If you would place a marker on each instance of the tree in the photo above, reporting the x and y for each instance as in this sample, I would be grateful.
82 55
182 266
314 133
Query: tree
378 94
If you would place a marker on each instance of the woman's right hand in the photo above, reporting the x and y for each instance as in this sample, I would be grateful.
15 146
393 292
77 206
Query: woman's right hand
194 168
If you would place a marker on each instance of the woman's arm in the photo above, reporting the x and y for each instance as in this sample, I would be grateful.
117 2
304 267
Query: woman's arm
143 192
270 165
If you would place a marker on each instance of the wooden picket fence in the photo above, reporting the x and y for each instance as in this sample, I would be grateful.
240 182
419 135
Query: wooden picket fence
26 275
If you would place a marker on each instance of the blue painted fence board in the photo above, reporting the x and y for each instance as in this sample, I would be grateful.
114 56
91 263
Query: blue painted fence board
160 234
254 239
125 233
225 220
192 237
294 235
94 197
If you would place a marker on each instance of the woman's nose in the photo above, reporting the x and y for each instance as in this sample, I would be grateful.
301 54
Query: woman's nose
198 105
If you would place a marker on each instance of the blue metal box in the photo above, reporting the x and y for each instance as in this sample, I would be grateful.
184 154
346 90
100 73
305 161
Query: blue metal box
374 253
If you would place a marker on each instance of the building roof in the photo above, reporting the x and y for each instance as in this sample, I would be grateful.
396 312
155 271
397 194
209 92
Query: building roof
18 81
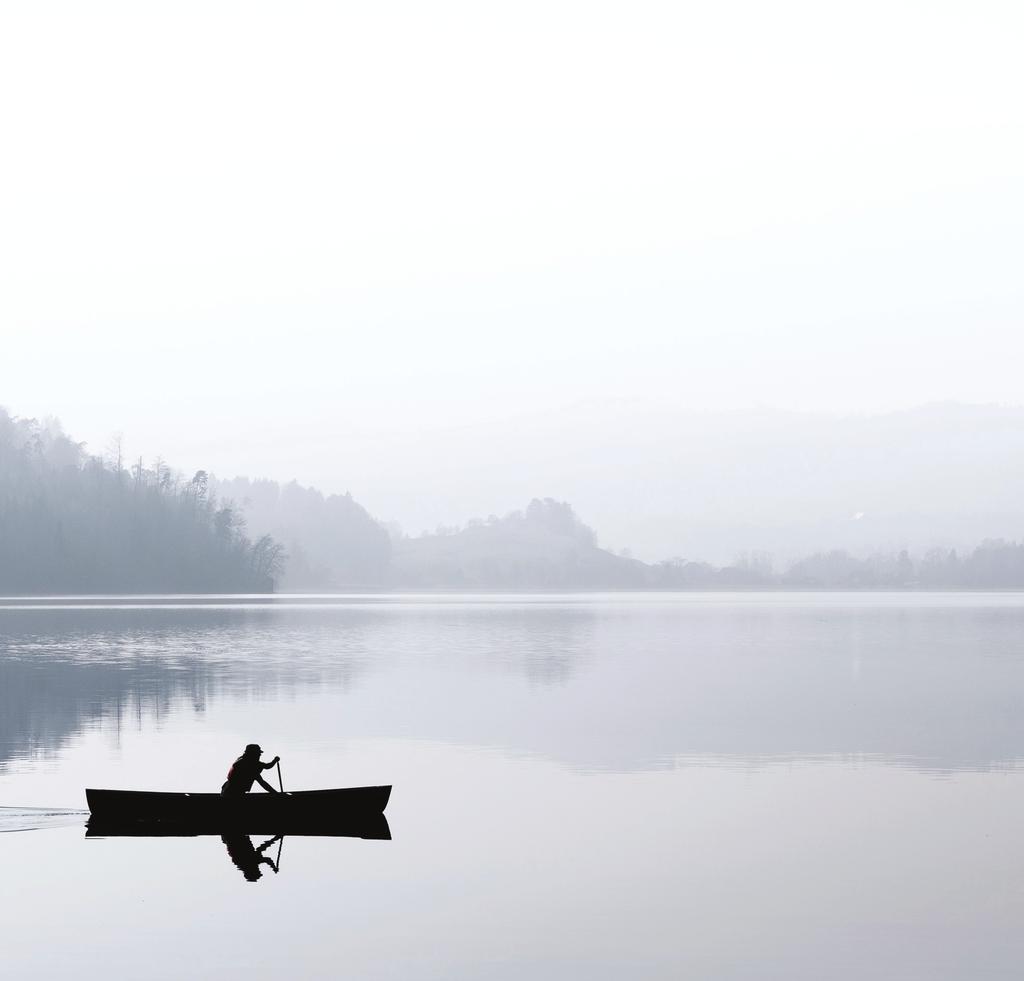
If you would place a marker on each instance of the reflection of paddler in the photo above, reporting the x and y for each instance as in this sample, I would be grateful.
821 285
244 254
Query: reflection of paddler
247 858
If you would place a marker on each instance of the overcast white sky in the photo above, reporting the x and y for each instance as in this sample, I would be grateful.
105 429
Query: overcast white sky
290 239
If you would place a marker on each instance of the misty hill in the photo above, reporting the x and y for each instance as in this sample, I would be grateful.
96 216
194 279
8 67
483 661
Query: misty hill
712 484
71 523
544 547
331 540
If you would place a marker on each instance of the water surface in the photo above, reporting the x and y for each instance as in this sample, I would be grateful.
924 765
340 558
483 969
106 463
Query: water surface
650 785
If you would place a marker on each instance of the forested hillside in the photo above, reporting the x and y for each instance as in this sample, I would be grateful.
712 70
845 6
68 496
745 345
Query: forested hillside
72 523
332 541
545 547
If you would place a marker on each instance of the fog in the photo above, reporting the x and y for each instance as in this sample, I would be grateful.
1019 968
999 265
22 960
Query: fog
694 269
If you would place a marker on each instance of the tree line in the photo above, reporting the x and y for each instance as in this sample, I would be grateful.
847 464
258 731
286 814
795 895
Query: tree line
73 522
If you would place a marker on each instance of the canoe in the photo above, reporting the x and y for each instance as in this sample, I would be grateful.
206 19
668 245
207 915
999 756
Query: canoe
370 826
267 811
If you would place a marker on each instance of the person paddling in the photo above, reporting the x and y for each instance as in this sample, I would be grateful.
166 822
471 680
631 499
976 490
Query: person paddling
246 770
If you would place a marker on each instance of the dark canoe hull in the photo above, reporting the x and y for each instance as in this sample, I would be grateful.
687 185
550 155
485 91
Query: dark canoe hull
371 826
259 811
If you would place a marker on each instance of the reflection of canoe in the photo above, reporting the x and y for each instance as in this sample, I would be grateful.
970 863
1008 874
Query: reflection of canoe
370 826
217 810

--

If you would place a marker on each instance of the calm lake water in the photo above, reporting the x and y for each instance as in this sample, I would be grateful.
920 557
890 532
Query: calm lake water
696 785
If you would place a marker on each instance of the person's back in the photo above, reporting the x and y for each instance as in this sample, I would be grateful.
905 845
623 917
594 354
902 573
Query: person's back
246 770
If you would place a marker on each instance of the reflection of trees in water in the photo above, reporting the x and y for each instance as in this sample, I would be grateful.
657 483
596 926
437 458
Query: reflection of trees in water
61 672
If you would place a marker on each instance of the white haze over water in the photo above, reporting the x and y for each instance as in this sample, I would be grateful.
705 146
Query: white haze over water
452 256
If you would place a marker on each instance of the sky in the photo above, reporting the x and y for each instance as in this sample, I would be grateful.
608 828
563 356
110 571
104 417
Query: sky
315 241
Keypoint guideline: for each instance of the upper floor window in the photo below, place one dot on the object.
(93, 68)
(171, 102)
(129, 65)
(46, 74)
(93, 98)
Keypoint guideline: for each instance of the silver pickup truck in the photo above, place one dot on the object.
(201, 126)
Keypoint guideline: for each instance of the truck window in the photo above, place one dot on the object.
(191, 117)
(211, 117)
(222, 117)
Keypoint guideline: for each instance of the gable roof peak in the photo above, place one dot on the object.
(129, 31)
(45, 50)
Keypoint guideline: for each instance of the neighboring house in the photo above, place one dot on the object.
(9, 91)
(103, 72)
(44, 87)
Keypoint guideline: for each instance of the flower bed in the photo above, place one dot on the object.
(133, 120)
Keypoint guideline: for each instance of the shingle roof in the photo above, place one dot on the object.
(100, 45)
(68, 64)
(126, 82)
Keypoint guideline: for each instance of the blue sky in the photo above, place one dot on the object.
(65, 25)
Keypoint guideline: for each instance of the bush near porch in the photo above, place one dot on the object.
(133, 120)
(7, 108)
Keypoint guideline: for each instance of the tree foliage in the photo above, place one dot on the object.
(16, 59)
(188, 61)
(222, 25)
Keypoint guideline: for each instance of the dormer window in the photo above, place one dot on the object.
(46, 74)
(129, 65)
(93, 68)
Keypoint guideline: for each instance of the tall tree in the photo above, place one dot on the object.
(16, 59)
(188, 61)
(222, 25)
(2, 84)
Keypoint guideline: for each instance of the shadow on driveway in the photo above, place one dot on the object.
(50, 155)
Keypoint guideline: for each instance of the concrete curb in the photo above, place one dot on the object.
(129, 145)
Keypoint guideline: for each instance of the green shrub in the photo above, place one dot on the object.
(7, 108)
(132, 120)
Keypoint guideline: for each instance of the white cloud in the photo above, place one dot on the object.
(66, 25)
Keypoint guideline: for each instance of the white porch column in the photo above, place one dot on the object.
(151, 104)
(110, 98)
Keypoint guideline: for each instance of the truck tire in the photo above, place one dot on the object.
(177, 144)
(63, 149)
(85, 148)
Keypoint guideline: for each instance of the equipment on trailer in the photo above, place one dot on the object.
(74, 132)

Stated task
List every line from the items above that contains the word "hillside", reproducing each line in full.

Completed task
If you would place a marker on each instance of the forested hillside in the photo above, reporting the x and y for each instance as in this sample, I would be grateful.
Query: forested hillside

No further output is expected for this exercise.